Entries drawn from a collection:
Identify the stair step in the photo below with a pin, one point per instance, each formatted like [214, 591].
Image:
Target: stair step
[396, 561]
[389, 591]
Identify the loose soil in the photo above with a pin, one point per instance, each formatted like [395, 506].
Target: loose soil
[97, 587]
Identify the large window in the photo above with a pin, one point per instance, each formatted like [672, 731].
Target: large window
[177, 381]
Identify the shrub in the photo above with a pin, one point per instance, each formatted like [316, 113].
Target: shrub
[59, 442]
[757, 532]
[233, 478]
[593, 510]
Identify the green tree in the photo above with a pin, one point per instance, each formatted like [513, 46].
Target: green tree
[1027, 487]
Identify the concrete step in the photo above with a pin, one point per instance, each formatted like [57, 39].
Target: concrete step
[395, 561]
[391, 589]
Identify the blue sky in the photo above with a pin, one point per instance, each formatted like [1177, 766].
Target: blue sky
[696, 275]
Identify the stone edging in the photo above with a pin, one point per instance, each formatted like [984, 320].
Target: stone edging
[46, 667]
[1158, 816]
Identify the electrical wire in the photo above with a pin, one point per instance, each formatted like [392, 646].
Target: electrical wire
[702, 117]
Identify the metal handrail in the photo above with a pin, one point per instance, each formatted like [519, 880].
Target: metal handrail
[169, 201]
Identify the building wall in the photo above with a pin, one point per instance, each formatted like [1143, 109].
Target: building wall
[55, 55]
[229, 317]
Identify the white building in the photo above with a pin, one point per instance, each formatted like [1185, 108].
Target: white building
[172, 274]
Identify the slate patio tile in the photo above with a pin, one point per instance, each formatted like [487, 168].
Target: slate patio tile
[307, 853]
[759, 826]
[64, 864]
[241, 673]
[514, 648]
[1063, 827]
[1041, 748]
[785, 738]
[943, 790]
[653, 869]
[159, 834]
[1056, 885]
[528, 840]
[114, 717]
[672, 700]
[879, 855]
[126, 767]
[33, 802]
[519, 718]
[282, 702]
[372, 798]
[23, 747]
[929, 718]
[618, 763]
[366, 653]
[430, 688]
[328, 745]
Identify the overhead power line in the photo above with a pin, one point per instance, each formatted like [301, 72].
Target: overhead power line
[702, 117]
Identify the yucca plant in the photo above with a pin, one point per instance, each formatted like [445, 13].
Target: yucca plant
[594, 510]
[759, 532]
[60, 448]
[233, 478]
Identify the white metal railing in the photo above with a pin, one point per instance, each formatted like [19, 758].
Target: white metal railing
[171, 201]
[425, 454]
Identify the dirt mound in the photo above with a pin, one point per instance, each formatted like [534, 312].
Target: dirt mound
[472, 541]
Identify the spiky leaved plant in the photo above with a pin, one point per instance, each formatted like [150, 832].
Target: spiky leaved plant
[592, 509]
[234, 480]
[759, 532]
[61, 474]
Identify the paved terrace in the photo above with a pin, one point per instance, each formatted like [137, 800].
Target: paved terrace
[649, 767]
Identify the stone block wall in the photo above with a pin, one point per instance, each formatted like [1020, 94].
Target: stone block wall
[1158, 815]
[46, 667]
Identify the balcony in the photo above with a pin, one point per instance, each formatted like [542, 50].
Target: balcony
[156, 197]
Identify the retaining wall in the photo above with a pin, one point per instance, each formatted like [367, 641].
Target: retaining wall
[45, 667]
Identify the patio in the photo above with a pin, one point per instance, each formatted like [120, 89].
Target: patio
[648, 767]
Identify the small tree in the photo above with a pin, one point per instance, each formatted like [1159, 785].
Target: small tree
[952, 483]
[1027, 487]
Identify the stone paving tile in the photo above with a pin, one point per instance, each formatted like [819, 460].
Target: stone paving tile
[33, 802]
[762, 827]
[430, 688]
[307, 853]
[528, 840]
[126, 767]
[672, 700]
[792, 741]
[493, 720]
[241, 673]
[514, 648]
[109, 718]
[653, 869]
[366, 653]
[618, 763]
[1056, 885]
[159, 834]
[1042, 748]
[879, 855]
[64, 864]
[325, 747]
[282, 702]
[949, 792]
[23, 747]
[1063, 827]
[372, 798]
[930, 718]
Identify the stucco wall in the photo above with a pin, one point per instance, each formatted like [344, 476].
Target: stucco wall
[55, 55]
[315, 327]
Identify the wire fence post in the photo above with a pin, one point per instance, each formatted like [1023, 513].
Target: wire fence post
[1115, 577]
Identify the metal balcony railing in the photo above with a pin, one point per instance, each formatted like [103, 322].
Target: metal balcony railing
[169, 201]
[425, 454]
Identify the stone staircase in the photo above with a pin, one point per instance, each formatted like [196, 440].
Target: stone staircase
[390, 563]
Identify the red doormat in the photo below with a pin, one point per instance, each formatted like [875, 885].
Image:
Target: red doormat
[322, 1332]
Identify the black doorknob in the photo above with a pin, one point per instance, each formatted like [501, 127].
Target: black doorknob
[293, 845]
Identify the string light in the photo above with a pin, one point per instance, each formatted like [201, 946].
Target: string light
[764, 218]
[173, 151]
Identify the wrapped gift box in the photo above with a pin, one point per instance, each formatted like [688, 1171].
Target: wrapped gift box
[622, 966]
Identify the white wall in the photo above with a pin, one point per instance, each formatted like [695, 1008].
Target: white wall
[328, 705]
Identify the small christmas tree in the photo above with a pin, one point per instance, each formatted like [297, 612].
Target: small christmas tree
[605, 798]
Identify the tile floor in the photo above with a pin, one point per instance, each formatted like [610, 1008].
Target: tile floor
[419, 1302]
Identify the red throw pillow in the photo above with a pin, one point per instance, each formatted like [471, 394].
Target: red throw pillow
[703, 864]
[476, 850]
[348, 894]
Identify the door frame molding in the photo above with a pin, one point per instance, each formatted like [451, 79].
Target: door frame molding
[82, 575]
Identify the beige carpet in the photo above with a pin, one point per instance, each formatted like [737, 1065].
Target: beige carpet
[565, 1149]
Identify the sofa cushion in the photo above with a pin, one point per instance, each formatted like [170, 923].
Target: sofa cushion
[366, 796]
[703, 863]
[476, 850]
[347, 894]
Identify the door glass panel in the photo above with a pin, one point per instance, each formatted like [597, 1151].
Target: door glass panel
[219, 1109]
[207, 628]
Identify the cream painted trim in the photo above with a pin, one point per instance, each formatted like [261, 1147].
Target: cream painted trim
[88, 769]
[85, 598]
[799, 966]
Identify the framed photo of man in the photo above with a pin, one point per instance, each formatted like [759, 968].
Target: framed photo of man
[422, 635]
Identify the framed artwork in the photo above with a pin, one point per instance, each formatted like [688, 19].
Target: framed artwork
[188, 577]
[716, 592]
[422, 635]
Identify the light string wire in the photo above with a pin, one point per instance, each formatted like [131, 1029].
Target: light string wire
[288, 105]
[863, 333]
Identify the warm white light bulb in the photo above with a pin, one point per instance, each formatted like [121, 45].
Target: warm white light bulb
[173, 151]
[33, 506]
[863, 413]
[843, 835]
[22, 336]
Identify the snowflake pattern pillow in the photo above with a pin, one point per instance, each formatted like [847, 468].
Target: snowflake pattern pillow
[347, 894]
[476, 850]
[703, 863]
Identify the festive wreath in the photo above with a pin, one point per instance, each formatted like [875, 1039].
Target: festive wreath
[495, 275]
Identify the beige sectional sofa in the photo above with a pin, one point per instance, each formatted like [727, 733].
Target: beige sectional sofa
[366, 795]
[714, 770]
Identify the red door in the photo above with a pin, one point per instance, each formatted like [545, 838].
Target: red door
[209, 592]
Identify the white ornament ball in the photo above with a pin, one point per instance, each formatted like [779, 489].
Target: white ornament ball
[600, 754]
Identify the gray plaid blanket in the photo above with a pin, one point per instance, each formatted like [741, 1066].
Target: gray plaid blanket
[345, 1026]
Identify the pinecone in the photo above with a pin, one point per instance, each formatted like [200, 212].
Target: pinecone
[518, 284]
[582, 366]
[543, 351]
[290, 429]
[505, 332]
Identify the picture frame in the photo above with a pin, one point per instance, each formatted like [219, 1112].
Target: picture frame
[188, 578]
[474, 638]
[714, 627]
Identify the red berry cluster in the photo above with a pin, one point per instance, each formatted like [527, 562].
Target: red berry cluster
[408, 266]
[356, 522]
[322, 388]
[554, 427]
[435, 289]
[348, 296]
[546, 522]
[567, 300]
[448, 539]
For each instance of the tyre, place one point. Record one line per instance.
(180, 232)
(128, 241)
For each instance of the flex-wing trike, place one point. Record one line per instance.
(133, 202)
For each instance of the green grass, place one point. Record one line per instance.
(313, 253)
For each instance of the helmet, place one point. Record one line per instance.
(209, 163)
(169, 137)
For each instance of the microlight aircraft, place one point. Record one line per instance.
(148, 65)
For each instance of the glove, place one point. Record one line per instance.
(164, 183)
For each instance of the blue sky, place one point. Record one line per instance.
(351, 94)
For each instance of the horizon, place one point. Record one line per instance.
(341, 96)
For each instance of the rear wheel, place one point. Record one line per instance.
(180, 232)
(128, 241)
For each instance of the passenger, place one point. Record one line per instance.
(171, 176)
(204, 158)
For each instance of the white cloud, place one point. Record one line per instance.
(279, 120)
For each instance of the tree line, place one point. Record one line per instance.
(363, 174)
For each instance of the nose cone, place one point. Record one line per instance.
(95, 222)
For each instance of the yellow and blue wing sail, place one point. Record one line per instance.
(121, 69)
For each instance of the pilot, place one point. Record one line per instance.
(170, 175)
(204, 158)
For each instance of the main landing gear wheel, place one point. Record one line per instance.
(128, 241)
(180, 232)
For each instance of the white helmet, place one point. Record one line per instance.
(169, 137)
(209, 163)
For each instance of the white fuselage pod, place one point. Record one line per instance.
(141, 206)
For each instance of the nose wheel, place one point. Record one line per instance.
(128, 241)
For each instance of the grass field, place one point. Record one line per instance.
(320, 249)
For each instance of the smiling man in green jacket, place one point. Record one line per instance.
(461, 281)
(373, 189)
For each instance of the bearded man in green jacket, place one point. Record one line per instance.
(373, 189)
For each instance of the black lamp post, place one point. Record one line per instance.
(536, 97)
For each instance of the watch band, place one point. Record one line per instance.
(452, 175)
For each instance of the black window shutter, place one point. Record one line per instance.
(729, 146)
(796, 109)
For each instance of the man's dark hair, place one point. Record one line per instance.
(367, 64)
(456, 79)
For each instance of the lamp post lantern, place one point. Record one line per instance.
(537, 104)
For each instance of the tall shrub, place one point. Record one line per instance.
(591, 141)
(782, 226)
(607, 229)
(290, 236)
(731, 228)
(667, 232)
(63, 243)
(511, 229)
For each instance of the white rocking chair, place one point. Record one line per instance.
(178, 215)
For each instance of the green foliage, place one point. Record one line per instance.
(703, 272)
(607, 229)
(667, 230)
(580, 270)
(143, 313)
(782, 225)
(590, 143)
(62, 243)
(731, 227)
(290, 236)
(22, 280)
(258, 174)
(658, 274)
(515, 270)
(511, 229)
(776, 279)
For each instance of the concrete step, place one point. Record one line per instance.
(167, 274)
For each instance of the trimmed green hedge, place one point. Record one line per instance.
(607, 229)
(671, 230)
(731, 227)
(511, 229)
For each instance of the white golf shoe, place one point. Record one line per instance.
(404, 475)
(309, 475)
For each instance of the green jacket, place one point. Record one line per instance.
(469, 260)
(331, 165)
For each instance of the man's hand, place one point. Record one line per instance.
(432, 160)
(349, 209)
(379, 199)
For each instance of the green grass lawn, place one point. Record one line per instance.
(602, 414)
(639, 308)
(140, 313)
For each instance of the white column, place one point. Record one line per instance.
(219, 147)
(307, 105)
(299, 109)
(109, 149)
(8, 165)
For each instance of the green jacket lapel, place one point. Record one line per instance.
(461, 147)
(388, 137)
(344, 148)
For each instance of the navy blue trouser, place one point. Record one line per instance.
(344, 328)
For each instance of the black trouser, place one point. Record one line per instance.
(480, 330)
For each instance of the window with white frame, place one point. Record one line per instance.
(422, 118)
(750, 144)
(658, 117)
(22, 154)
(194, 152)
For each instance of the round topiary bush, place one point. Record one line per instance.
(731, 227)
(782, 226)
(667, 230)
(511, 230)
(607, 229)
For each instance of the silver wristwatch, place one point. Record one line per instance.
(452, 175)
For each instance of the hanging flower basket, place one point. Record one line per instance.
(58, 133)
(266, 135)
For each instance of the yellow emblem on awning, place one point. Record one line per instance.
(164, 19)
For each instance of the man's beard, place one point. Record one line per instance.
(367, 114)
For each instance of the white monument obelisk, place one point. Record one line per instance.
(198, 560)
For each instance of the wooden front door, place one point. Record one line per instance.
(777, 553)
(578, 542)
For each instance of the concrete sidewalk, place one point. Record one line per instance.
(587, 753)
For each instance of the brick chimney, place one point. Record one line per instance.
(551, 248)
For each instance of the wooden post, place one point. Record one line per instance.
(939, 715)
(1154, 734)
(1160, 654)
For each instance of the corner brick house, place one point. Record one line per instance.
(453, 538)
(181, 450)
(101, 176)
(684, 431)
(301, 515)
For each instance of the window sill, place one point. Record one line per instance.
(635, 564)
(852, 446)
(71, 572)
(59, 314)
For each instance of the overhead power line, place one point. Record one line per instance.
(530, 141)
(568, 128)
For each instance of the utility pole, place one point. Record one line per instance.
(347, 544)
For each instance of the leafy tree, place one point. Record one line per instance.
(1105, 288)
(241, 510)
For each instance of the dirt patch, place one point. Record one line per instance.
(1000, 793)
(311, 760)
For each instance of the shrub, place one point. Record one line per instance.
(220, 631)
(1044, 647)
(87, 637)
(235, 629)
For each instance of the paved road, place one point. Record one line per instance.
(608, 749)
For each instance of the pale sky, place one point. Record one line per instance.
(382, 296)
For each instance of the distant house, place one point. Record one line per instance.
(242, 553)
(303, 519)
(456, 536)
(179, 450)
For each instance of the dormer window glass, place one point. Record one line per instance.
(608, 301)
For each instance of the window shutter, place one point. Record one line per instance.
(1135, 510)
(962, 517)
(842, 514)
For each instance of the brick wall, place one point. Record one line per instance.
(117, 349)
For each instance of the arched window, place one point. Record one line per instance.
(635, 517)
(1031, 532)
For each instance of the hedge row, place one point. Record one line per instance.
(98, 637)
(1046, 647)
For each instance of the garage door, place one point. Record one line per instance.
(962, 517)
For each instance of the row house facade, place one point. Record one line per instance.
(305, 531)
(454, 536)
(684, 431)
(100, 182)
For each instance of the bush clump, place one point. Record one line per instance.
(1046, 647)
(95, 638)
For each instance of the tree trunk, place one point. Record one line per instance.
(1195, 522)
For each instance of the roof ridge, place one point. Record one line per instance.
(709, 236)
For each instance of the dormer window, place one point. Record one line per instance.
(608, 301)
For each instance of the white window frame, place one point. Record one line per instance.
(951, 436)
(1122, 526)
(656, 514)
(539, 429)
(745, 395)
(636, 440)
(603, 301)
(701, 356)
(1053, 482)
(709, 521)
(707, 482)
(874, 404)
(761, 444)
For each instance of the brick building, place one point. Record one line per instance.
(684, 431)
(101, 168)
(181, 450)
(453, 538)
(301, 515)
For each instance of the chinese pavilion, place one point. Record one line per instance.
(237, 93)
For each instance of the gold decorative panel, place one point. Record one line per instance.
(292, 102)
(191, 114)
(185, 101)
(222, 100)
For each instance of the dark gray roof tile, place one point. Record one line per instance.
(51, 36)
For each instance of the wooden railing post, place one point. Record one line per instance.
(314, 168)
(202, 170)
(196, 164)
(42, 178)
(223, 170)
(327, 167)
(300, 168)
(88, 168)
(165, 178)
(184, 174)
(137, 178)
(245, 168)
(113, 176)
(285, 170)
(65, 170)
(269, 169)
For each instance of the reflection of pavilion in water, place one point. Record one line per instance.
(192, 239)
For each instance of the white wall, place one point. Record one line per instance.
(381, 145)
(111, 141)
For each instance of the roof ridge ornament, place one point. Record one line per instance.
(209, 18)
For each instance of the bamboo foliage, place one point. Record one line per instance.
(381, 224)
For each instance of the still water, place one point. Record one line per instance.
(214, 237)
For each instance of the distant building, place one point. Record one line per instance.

**The problem**
Give the listing's lines as a JSON list of strings, one string per line with blank lines omitted, from the line containing "Identify the door frame" through the line containing "[565, 1149]", both included.

**Output for this exercise**
[
  "Identify the door frame molding in the photo above with a pin, one point per instance, each formatted like [451, 79].",
  "Target: door frame molding",
  "[82, 575]",
  "Identify the beige carpet in the photo above with a pin, one point per instance, each formatted like [737, 1065].",
  "Target: beige carpet",
  "[565, 1149]"
]